### WHAT THE EXERCISE ASKS
Tally how many lines in the items below contain the string "every", treating uppercase and lowercase as different. Reply with the number alone.

START DATA PROVIDED

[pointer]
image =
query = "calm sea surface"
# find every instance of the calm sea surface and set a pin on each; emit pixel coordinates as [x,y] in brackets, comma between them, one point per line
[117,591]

END DATA PROVIDED
START DATA PROVIDED

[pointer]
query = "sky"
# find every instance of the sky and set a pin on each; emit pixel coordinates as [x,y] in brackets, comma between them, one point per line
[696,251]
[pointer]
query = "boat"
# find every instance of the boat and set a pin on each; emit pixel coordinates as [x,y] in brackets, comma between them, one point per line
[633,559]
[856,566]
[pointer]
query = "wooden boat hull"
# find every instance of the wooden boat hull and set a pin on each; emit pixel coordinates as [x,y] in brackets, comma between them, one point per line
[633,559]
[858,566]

END DATA PROVIDED

### EXERCISE RESPONSE
4